TASK INSTRUCTIONS:
A - According to the article on Portugal's wine country, why does cost remain an obstacle for cork? Answer in one to three sentences.
B - Which lines of the listing contain the word "building"? Pull out each one.

QUOTED TEXT:
Life
Exploring Portugal's Wine Country - International Traveller
Ancient and modern merge in this beloved, beguiling, burgeoning nation.
Rumours of cork's demise have been greatly exaggerated. Across Portugal's Alentejo region, cork oaks rise and fall with the plains, like gnarled stoppers bobbing about on an ocean of golden grass. Vineyards disrupt the montage periodically; but mostly it's the trees from which wine stoppers are punched that dominate the landscape on my journey to Redondo, two hours' drive east of Lisbon.
"I think it's just an excuse to collect a cheaper option, because screw-tops are definitely cheaper than cork," says Celino Santos, a guide at Corktrekking, which offers tours of the cork forest at Herdade da Maroteira winery. "You have to look after your business as well, I guess," he reflects. "But until someone comes and tells us that there's a product that preserves the quality of the wine in a better way, cork will always [be superior]."
LABOUR OF LOVE
Village Of Favaios, At Douro's Highest Point.
Winemakers in Portugal's 31 geographically defined DOCs (Denominao de Origem Controlada) hardly need convincing: the Alentejo, one of these wine-growing regions, is the world's biggest producer of cork. The oaks' pliant bark plugs every last bottle of wine I uncork on my Portuguese sojourn. It's not only in the bottle that wine and cork are intimately acquainted; every village I pass through has a little vineyard, every neighbouring paddock a cork oak burgeoning in the summer sun.
New generations of winemakers, it's reported, are embracing cork's sustainability and capacity to improve the ageing process. But cost remains an obstacle: protected by law, the trees are typically harvested by hand - a delicate and labour-intensive operation in which bark from the trunk and larger limbs is peeled off in unbroken swathes. There won't be a cork harvest at Herdade da Maroteira this year; the last one took place in 2020, and the trees' sheaths must regrow before they can be reaped anew.

RECORD EXTRACTS:
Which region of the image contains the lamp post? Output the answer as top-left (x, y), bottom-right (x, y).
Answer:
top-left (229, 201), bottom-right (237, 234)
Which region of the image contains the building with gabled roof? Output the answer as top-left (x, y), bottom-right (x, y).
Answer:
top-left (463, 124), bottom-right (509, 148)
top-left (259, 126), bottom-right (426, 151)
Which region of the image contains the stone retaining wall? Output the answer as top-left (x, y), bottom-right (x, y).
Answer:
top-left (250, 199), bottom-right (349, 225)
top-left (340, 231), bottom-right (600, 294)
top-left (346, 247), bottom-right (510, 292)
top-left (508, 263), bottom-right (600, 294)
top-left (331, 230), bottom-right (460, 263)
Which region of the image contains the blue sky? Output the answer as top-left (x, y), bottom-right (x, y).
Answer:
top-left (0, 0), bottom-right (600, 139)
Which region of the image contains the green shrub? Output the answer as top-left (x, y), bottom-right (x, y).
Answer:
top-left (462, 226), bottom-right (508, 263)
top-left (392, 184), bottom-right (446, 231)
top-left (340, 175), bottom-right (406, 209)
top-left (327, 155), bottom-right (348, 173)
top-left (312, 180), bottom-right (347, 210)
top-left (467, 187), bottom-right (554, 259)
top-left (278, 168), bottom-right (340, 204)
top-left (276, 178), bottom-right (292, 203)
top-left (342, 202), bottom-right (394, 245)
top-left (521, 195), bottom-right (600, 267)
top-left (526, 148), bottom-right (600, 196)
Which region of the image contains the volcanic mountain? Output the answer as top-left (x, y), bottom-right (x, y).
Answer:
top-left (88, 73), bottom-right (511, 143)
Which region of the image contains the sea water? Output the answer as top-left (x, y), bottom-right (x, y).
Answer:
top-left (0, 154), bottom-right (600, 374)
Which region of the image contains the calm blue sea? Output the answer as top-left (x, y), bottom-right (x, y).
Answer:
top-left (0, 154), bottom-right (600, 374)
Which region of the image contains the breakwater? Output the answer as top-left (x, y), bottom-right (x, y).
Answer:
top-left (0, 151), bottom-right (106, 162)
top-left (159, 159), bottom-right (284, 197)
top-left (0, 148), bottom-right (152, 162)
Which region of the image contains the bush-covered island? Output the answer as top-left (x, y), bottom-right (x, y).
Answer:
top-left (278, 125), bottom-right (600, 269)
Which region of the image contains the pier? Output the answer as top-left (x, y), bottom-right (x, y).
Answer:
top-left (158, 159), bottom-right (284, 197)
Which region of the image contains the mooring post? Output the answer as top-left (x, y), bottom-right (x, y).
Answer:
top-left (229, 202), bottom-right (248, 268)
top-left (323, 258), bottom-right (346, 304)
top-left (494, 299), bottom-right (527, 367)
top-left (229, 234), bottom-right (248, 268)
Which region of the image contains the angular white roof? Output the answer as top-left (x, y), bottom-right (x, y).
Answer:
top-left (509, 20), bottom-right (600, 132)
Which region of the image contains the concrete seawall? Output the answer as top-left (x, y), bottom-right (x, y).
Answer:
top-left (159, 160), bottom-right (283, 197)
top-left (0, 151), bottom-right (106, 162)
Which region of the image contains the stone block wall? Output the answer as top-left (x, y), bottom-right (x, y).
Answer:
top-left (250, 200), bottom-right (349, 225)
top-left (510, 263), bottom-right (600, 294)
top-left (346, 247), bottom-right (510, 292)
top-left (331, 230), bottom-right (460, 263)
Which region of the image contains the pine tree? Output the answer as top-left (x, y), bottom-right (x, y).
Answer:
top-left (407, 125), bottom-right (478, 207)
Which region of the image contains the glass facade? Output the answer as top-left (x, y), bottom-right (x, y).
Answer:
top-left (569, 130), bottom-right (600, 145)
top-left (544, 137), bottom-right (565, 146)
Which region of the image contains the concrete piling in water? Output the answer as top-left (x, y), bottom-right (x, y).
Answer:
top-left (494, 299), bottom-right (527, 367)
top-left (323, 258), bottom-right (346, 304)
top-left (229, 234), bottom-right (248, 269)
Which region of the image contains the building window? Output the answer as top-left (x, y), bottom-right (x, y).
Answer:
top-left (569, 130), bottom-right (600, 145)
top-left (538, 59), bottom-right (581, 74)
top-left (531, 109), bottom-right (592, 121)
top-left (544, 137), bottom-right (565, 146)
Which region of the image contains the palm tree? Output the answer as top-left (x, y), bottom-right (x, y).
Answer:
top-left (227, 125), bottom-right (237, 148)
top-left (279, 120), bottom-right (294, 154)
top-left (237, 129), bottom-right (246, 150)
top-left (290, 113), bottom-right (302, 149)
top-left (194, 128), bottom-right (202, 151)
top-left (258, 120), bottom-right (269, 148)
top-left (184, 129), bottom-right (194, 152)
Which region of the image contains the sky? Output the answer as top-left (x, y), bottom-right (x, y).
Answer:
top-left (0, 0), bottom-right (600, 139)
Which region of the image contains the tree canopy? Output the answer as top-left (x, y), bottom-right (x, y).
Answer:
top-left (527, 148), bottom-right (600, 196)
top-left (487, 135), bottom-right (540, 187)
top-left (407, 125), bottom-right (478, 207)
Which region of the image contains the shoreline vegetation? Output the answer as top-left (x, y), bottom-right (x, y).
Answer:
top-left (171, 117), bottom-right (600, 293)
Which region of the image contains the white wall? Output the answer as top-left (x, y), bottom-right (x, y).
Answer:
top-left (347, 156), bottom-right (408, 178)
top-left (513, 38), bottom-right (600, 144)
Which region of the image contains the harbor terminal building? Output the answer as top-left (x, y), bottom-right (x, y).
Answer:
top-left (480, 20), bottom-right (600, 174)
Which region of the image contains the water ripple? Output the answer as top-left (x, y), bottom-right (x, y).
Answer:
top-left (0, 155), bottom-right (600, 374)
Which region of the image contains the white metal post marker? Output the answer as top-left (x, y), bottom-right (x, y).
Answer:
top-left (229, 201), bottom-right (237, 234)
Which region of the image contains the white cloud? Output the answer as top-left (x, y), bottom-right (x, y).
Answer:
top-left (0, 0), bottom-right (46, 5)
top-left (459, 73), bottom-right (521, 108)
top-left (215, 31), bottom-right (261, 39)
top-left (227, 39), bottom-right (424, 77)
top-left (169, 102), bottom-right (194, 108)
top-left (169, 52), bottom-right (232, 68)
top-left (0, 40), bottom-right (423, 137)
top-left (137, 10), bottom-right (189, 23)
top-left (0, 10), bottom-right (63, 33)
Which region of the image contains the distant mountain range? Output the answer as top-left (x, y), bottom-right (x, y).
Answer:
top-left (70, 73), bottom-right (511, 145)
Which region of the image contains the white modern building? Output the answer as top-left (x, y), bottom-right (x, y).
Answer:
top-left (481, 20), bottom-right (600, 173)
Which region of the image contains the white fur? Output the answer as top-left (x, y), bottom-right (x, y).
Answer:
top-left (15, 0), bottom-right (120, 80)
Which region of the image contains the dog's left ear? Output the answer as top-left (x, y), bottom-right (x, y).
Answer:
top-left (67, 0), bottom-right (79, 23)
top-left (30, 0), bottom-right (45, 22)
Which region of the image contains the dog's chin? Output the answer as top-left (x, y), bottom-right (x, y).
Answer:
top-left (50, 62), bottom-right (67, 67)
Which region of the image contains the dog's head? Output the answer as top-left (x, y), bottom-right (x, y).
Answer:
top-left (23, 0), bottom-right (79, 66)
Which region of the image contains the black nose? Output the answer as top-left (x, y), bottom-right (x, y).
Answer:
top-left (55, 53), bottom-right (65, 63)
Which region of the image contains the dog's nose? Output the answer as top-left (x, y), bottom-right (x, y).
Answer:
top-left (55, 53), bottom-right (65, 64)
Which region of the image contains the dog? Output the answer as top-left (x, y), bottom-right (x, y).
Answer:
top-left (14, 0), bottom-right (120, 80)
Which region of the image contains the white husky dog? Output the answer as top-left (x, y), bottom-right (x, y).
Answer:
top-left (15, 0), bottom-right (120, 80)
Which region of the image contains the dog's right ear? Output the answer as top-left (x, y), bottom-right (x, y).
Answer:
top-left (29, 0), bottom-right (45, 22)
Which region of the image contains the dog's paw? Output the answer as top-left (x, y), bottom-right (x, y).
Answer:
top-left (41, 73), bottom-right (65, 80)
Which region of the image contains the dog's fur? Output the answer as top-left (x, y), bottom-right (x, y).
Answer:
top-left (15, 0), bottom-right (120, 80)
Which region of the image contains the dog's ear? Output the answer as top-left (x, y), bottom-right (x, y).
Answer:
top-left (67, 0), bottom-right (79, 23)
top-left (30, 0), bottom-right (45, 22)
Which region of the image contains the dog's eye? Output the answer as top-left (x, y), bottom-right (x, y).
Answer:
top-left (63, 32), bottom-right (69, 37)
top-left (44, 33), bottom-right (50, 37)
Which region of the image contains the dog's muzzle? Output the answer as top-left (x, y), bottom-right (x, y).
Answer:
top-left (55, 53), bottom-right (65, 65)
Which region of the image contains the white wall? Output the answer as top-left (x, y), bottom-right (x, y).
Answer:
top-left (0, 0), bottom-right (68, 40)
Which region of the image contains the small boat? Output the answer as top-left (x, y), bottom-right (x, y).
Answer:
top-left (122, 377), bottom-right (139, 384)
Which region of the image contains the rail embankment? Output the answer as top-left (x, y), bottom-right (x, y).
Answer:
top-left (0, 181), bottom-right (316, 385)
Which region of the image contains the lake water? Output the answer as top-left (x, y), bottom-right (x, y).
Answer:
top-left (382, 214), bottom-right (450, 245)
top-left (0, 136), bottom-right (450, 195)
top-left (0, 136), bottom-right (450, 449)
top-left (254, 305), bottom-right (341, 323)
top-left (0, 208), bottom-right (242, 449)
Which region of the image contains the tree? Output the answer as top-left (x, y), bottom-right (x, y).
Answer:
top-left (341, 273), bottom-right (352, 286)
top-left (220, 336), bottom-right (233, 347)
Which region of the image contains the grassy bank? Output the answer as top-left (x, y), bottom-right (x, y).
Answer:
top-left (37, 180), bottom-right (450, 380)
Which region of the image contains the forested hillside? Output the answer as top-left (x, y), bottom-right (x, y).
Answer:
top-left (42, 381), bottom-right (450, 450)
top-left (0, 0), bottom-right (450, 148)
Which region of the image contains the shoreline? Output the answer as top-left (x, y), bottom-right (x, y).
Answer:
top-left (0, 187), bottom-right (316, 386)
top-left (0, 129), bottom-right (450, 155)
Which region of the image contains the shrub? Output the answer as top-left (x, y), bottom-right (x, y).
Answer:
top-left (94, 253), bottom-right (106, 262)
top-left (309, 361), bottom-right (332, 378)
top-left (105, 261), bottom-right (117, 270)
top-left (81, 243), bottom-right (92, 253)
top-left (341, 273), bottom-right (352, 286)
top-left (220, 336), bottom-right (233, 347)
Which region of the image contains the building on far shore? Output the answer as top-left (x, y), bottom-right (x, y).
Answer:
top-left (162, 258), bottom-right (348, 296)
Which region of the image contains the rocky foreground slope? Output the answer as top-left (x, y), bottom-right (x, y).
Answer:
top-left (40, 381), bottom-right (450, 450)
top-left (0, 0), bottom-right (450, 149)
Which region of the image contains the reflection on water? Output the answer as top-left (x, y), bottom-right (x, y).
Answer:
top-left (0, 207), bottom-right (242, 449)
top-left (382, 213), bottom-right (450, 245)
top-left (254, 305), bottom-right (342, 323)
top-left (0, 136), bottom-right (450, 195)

SOLUTIONS TO EACH TASK:
A - Cork oaks are protected by law and are typically harvested by hand. This makes harvesting a delicate, labor-intensive operation in which bark from the trunk and larger limbs is peeled off in unbroken swathes.

B -
Which region of the image contains the building with gabled roof? Output the answer as top-left (x, y), bottom-right (x, y).
Which region of the image contains the building window? Output the answer as top-left (x, y), bottom-right (x, y).
Which region of the image contains the harbor terminal building? Output the answer as top-left (x, y), bottom-right (x, y).
Which region of the image contains the white modern building? Output the answer as top-left (x, y), bottom-right (x, y).
Which region of the image contains the building on far shore? Output the answer as top-left (x, y), bottom-right (x, y).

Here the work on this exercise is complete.